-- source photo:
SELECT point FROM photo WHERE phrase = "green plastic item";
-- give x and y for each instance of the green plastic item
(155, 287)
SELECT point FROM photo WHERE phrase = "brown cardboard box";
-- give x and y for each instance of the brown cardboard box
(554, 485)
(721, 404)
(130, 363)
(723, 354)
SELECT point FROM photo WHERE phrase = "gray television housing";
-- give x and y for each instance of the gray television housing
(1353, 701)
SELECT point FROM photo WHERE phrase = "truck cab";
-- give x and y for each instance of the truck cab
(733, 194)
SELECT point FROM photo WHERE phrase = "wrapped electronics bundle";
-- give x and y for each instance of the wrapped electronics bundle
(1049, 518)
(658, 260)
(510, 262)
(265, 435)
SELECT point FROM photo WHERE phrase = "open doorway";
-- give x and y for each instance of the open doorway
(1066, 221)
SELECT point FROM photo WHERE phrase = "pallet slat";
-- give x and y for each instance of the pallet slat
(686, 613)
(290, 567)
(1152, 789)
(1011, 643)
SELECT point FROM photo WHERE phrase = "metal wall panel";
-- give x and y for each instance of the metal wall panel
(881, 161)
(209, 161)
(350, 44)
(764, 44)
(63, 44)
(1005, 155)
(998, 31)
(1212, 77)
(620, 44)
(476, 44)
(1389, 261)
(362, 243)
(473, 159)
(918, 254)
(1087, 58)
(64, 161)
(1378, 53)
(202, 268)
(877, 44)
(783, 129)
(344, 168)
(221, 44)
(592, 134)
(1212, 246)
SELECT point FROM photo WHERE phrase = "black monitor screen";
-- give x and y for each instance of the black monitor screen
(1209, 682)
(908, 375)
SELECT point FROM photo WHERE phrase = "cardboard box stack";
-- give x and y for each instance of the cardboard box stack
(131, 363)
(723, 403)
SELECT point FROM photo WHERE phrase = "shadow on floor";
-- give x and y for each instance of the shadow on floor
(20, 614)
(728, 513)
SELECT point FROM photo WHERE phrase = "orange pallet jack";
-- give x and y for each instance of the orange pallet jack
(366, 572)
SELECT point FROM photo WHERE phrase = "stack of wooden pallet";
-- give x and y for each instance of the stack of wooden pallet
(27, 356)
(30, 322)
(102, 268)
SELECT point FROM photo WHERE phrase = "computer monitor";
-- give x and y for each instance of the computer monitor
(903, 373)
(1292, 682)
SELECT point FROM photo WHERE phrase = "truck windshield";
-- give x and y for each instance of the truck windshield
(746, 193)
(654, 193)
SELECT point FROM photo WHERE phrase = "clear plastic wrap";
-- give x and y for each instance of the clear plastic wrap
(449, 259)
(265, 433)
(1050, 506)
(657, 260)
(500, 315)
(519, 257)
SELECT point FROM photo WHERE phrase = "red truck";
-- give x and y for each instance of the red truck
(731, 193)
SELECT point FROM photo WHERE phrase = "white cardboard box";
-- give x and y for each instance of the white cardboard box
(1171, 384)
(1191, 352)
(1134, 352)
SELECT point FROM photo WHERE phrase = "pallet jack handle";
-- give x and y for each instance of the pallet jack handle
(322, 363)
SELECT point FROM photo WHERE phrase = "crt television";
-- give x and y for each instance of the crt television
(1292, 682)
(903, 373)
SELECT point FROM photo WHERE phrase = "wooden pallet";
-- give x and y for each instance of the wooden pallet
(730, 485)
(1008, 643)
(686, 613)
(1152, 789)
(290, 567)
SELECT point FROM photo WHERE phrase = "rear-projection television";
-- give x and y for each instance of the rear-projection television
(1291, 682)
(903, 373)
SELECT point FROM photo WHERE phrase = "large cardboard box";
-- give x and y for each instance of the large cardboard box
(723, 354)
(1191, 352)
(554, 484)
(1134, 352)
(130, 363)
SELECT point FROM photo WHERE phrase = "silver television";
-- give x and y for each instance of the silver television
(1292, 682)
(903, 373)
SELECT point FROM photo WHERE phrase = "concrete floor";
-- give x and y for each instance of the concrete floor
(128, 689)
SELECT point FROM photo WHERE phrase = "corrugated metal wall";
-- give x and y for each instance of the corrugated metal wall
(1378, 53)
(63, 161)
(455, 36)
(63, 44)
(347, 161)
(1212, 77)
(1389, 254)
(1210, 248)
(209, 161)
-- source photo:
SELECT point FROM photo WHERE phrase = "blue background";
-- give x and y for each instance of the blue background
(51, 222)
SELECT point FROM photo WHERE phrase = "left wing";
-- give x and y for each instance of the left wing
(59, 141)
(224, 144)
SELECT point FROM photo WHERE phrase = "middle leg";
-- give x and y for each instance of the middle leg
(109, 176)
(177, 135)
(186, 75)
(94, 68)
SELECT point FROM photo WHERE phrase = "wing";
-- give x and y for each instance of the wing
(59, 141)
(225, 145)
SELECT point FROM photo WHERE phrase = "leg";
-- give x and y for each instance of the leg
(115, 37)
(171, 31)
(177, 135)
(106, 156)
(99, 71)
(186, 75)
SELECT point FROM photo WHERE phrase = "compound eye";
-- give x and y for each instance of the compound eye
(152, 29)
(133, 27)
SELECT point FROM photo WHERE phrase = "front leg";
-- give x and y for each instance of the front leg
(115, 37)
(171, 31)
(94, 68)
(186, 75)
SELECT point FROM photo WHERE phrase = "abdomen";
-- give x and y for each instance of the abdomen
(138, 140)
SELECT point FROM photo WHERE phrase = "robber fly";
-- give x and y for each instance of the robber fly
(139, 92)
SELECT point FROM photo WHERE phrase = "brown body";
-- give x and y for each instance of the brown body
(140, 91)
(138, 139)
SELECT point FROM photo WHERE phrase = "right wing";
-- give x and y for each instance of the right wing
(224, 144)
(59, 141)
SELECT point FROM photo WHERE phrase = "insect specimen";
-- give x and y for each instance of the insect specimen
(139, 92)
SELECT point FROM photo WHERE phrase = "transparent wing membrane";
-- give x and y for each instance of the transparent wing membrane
######
Pull out every line of the entries that includes the word "membrane".

▶ **Exercise response**:
SELECT point FROM photo WHERE phrase = "transparent wing membrane";
-- give x and y for each instance of the transparent wing membrane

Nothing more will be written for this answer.